#### TASK:
Keep every character as it is and output all of the records.

[Records contained in a dataset]
####################
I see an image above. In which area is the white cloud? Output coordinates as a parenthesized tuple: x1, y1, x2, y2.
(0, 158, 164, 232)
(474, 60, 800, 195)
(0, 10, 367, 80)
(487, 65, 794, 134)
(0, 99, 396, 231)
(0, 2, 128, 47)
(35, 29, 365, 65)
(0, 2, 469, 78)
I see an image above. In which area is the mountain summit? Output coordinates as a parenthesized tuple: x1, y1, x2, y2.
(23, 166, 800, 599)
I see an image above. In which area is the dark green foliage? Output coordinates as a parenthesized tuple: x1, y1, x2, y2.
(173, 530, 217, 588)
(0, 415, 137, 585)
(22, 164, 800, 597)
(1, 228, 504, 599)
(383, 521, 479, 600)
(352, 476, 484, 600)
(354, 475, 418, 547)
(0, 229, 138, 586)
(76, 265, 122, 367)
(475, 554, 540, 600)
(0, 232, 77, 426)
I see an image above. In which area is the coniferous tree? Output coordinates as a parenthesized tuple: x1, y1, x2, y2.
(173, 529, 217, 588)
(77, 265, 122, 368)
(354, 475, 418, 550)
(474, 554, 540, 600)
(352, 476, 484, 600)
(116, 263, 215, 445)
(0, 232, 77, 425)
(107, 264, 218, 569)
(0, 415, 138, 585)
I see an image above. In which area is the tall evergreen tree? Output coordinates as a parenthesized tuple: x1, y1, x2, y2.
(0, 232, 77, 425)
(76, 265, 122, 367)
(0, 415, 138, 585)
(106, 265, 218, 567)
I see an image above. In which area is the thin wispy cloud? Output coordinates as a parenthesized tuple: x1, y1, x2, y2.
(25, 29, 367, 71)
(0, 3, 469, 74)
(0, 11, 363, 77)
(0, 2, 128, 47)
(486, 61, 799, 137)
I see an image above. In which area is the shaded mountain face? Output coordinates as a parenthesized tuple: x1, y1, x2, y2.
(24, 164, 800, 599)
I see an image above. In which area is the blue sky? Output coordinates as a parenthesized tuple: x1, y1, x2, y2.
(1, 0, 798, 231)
####################
#### SOLUTION TO THIS TASK:
I see an image above. In which area is the white cloud? Output coordinates as a parenthesized tuple: x1, y1, x2, y2.
(0, 158, 164, 232)
(474, 60, 800, 195)
(0, 10, 367, 80)
(487, 65, 794, 134)
(0, 99, 396, 231)
(0, 2, 128, 47)
(35, 29, 365, 65)
(0, 2, 469, 78)
I see an image above. In which area is the mountain summit? Output coordinates as a parenthesized tuple: x1, y1, x2, y2.
(23, 166, 800, 599)
I see an image above. In which area is the dark green foliage? Output coordinates as a parenthesized tuple: x1, y1, x2, y2.
(173, 530, 217, 588)
(0, 415, 137, 585)
(22, 164, 800, 597)
(1, 228, 504, 599)
(383, 521, 479, 600)
(352, 476, 484, 600)
(354, 475, 418, 547)
(0, 229, 138, 586)
(76, 265, 122, 367)
(475, 554, 540, 600)
(0, 232, 77, 426)
I see an image above. In which area is the coniferous tree? Output coordinates as a parenthesized tuple: x1, y1, x2, y2.
(173, 529, 217, 588)
(77, 265, 122, 368)
(354, 475, 418, 550)
(474, 554, 540, 600)
(352, 476, 484, 600)
(116, 263, 215, 445)
(0, 232, 77, 425)
(107, 264, 218, 569)
(0, 415, 138, 585)
I see an image above. In which area is the tall evergreen tree? Output coordinates as a parenthesized tuple: x1, y1, x2, y2.
(0, 232, 77, 425)
(76, 265, 122, 367)
(0, 415, 138, 585)
(106, 265, 218, 567)
I see an image above. In which area is the thin wispy cloud? Output coordinates as a parenthesized tuple: x1, y1, x2, y2.
(25, 29, 367, 71)
(0, 3, 469, 74)
(0, 11, 363, 77)
(0, 2, 128, 47)
(486, 61, 799, 137)
I see an image above. In which area is the shaded mountain face? Output coordinates as a parenthesized tuple: x1, y1, x2, y2.
(24, 164, 800, 599)
I see an image above. In which area is the blue sky? Output coordinates as a parenthesized tuple: x1, y1, x2, y2.
(1, 0, 798, 231)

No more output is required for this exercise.